Rewrite the rows from the first line up to and including the line with "[605,278,674,306]", changing each "localize" to "mark" and leaving everything else untouched.

Rows for bounding box labeling
*****

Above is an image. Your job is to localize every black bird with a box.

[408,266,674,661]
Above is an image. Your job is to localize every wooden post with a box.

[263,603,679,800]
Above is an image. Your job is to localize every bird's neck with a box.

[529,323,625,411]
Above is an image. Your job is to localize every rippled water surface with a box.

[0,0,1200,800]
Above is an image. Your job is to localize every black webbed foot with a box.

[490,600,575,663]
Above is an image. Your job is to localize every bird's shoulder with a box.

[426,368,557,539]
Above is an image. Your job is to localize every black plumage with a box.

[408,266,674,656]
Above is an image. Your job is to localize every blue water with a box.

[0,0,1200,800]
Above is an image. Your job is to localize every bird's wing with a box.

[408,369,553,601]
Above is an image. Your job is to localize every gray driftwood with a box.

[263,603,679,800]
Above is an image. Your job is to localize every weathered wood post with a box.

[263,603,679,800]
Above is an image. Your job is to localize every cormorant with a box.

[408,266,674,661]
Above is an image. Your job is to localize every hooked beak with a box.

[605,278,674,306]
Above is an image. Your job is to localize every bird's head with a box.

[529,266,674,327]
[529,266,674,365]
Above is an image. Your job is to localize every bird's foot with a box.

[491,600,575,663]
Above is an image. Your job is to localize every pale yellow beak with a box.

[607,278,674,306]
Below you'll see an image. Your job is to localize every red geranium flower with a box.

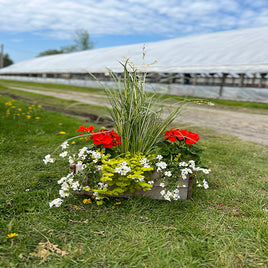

[77,125,94,135]
[91,130,121,148]
[165,128,199,145]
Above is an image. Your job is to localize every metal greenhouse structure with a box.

[0,26,268,102]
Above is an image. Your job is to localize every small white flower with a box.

[58,177,67,184]
[203,180,209,189]
[164,194,171,201]
[173,189,180,194]
[155,154,163,160]
[173,194,181,200]
[96,166,103,171]
[202,168,211,174]
[43,154,55,164]
[69,155,75,164]
[61,181,70,191]
[61,141,69,149]
[71,181,79,191]
[165,171,172,177]
[59,151,68,158]
[49,198,63,207]
[140,158,148,165]
[155,161,167,171]
[59,190,69,198]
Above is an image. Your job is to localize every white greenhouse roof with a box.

[0,26,268,74]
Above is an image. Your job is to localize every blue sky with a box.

[0,0,268,62]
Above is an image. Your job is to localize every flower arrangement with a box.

[43,62,210,207]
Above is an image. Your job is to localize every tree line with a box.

[3,29,94,67]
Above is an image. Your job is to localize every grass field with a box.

[0,80,268,109]
[0,91,268,268]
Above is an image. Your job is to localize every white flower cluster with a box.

[132,176,144,183]
[196,180,209,189]
[78,147,89,160]
[155,154,163,161]
[59,151,68,158]
[69,154,76,164]
[49,198,63,208]
[114,161,131,176]
[155,161,167,172]
[88,150,101,164]
[43,154,55,164]
[61,141,69,150]
[179,160,211,180]
[160,189,180,201]
[98,182,108,189]
[49,173,80,207]
[140,158,151,168]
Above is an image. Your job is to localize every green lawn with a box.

[0,80,268,110]
[0,96,268,268]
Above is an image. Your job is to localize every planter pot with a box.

[70,164,193,200]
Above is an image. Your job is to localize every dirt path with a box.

[7,87,268,145]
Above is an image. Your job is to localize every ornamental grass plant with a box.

[105,61,182,154]
[44,61,210,207]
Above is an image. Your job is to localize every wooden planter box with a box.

[70,164,193,200]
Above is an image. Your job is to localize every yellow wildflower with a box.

[7,233,18,238]
[83,198,92,204]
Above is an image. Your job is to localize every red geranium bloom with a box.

[165,128,179,142]
[165,128,199,145]
[84,126,94,132]
[76,125,85,132]
[91,130,121,148]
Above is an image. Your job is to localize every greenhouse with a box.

[0,26,268,102]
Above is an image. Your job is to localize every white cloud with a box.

[0,0,268,39]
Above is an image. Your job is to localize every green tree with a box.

[61,29,94,53]
[4,54,13,67]
[37,49,63,57]
[37,29,94,57]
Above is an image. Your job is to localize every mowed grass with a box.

[0,93,268,268]
[0,78,268,112]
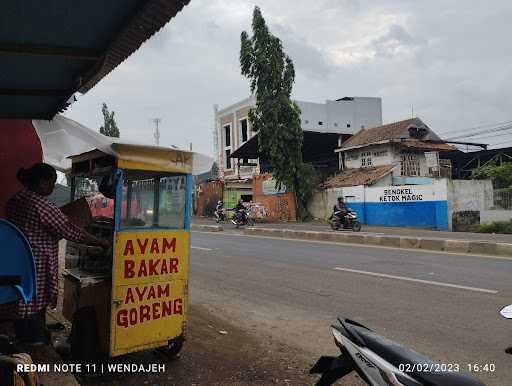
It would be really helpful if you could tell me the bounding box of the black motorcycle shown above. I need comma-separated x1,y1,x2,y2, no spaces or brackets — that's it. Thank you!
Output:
215,208,227,224
231,209,255,228
310,318,485,386
329,208,361,232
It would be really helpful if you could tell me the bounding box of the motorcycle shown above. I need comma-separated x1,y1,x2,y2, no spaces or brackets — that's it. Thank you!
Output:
329,208,361,232
310,318,485,386
231,209,255,228
215,209,226,224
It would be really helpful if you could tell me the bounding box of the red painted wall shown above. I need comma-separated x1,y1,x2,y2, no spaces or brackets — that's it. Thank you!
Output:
0,119,43,218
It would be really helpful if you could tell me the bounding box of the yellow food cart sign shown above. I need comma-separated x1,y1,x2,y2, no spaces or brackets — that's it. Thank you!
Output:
110,230,189,356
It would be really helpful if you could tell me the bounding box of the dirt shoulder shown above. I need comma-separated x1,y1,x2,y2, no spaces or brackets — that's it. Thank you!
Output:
72,305,315,386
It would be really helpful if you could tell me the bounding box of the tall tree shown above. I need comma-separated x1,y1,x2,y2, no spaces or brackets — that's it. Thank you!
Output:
240,7,314,218
100,103,119,138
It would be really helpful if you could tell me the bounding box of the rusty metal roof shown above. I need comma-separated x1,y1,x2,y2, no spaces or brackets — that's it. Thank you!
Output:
321,165,394,189
0,0,190,119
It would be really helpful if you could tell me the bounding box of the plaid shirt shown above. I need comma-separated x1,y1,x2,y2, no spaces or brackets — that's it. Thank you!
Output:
5,189,86,317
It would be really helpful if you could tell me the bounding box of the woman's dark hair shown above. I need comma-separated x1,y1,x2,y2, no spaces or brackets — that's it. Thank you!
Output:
16,163,57,188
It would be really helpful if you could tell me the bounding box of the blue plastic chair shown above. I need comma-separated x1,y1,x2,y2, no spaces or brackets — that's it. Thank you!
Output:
0,219,37,304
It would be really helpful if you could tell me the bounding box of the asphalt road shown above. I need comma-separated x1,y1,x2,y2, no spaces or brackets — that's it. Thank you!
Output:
190,232,512,386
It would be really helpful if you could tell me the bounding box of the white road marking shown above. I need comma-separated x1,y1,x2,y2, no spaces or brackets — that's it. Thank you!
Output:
190,246,213,251
334,267,498,294
192,231,512,261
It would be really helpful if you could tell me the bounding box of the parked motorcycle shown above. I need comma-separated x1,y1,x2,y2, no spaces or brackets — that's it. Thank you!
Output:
215,209,227,224
231,209,255,228
329,208,361,232
310,318,484,386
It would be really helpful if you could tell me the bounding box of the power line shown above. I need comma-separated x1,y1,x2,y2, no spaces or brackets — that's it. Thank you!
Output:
439,121,512,139
447,121,512,140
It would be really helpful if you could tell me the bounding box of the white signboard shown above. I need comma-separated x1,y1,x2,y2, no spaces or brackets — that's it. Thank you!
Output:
262,178,286,196
425,151,439,168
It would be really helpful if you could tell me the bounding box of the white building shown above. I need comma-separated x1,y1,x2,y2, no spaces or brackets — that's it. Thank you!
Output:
324,118,455,187
214,96,382,180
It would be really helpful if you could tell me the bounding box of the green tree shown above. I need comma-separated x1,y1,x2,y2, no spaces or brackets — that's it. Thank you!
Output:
471,162,512,189
100,103,119,138
240,7,315,218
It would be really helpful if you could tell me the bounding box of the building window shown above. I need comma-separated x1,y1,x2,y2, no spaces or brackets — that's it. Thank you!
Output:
240,118,249,143
400,153,420,176
225,149,231,169
361,151,373,168
224,125,231,147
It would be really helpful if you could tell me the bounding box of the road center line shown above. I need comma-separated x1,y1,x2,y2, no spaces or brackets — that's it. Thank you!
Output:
190,246,213,251
334,267,498,294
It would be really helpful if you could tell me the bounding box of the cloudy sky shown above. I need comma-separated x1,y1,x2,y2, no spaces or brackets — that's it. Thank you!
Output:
66,0,512,154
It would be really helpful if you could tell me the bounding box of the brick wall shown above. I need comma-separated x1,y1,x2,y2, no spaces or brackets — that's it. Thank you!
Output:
196,181,224,216
252,174,297,222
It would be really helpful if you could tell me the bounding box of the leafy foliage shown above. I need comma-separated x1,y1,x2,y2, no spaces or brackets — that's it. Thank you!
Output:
471,162,512,189
240,7,315,218
100,103,119,138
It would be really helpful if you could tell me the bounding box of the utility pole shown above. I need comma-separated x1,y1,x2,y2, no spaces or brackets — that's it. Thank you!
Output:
151,118,162,146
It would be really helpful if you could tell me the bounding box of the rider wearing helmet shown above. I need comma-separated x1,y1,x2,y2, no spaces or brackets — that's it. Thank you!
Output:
215,200,224,219
233,199,245,221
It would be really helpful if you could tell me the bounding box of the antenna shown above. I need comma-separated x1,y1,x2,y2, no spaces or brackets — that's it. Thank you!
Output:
151,118,162,146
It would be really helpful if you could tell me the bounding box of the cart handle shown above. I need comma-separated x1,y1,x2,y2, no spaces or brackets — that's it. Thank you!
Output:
0,275,21,286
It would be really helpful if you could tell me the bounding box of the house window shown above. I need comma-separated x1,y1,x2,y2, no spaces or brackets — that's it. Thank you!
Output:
240,118,249,143
400,153,420,176
361,151,373,168
224,125,231,147
224,123,231,169
225,149,231,169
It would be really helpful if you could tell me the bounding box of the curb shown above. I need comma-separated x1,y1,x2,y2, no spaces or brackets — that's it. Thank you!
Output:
242,227,512,257
190,224,224,232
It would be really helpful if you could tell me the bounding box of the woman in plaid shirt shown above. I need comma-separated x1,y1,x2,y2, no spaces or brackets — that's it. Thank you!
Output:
5,163,109,343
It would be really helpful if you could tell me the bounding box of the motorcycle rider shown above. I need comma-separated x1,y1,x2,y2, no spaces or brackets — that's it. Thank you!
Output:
233,199,246,224
215,200,224,220
332,196,348,225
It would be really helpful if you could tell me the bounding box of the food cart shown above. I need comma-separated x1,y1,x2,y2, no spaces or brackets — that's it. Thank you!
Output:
63,143,193,360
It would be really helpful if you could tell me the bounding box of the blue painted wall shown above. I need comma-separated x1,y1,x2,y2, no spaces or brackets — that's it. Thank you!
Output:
348,201,448,230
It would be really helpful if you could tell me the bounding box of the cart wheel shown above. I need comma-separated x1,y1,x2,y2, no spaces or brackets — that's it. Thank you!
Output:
158,335,185,360
69,307,102,363
330,221,340,231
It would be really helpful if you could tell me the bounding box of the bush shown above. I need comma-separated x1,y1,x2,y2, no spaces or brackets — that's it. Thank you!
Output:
470,220,512,234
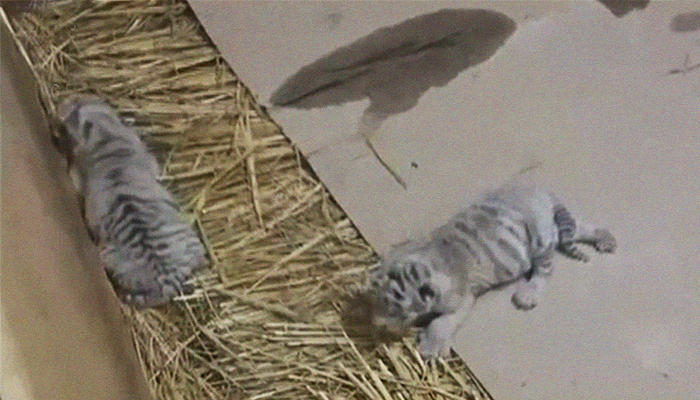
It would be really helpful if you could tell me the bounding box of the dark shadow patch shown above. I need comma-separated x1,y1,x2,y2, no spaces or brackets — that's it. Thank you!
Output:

*****

EXERCISE SOLUTION:
Above is an image. Your job is to mark every black bird with a box.

[408,266,674,661]
Above is an image. Your job is to mark every wooden post with a box.

[263,603,679,800]
Above is an image. Your job is to mark every bird's neck with a box.

[529,323,625,411]
Above is an image. Your job is to mark every rippled water surface with a box.

[0,0,1200,800]
Above is an image. Your job is to mark every black webbed foot with a box.

[490,600,575,663]
Above is an image. Your job is to mark every bird's shoulder with a box.

[426,368,557,539]
Above is an image. Your job is to mark every black plumage with a box.

[408,266,674,656]
Above is an image. Your job is to mark every blue water with a box.

[0,0,1200,800]
Above is an image. Your job is to mark every bird's wing with a box.

[408,369,553,601]
Above is an image. Your job is to mark every gray driftwood with a box.

[263,603,679,800]
Above is an image. Your job is to mark every weathered wood post with a box.

[263,603,679,800]
Above is an image. Your job is to mark every cormorant with a box.

[408,266,674,661]
Above is an image. Your job is to mark every hooked beak with a box.

[605,278,674,306]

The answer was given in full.